Change every occurrence of "photograph" in the entries below to "image" and write the entries out again with nothing else altered. Leave the pictures out.

* _Data listing_:
++++++++++
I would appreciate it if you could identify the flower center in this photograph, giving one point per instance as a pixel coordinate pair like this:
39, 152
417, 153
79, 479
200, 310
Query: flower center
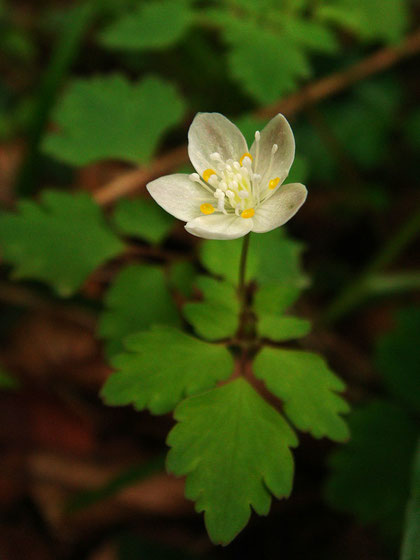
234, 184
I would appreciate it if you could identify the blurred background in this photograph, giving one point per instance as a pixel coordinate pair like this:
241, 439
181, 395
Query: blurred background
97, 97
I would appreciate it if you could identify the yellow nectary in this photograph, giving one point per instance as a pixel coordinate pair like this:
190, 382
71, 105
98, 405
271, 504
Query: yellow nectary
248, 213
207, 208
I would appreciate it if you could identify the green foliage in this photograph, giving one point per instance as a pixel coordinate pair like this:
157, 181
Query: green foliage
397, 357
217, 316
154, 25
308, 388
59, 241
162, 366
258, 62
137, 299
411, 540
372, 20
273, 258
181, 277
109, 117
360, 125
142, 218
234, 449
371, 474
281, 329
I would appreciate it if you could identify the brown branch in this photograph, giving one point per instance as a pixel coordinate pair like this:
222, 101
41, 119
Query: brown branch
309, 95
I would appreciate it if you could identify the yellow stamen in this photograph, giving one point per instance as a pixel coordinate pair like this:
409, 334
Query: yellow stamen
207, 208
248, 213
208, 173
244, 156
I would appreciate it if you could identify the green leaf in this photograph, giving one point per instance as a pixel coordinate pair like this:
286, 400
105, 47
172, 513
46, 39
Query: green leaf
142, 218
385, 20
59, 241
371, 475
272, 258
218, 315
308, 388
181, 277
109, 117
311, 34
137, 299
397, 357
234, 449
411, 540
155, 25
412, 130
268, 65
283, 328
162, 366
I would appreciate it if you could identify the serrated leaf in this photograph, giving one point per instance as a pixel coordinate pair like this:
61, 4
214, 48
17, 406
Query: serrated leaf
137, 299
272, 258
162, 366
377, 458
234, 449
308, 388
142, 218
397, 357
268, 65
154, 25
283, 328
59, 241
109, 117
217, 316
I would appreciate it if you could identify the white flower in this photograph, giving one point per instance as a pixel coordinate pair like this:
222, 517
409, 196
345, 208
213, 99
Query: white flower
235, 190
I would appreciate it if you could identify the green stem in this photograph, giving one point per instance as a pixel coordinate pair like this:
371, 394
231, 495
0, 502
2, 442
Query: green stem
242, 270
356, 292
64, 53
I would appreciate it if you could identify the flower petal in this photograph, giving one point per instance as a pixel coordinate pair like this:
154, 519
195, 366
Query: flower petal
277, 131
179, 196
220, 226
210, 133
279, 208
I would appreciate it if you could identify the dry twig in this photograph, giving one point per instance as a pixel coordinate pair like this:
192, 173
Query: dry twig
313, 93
++++++++++
* _The completed task_:
I would appreciate it if you could identify the flower center in this image, giving one point per instance as a pixel coordinate pair like this:
39, 152
417, 153
79, 479
200, 310
Query: flower center
234, 184
I would appreciate it if you could identify the blurred background in this image, giving one point per instance as a pixel coordinate pair like this:
241, 439
181, 395
Query: blurred background
97, 97
I would appreciate it if you could identify the yellow nectary in this image, giving one point per instance as a pixel coordinate pair like this:
190, 382
71, 105
98, 405
271, 504
Query: yellow nectary
248, 213
207, 208
I would appreciate it if you could identify the green foliage in this image, giving one point per instance as a pixel coordinate pair like this:
157, 181
Query: green foliage
397, 357
217, 316
154, 25
308, 388
59, 241
162, 366
258, 62
137, 299
411, 540
372, 20
273, 258
181, 277
109, 117
360, 125
142, 218
234, 449
371, 474
281, 329
I would appreciate it if you could identify the brown branch in this image, giving one point per instance as a pixel coordinate pair like this:
222, 101
41, 119
Query: brown branch
309, 95
I would appreciate it if you could identify the yellow stamen in this image, giving one point per instance as a pixel coordinate pair like this:
409, 334
Query: yellow stamen
207, 208
248, 213
208, 173
244, 156
I would appreciate it if you could identify the green leaf in this image, giving one point per instance as a pixel coordinate pair like this:
286, 400
105, 47
172, 513
46, 39
Query: green leaf
142, 218
385, 20
59, 241
371, 475
272, 258
218, 315
308, 388
181, 277
109, 117
311, 34
137, 299
397, 357
234, 449
411, 540
155, 25
412, 130
268, 65
283, 328
162, 366
I would appreciate it if you could identify the serrated leaf in this image, giving one point per instance as a pixel coordinate pair like this:
61, 4
214, 48
17, 406
Query: serrated leaf
137, 299
272, 258
162, 366
377, 458
234, 449
308, 388
142, 218
397, 357
268, 65
154, 25
283, 328
59, 241
109, 117
217, 316
I would appreciate it if you could identify the white flower in this image, giving one point per instance as a pixel coordinate pair like this:
222, 517
409, 196
345, 208
213, 99
Query: white flower
235, 190
I would appreciate it if you could identify the green stem in this image, giving one point per instance as a pixel coordinate pair like this:
371, 394
231, 495
0, 502
2, 442
Query: green stem
242, 270
356, 292
64, 53
I would appreciate it if you could identify the flower petal in this image, giving one point per instance as a pixel coordinate pair like this:
154, 519
195, 366
Query: flower petal
277, 131
179, 196
220, 226
210, 133
279, 208
I would appreciate it if you could identify the dry twig in this image, giving one point per instance as a pixel coordinate pair like this:
192, 173
Query: dry twig
313, 93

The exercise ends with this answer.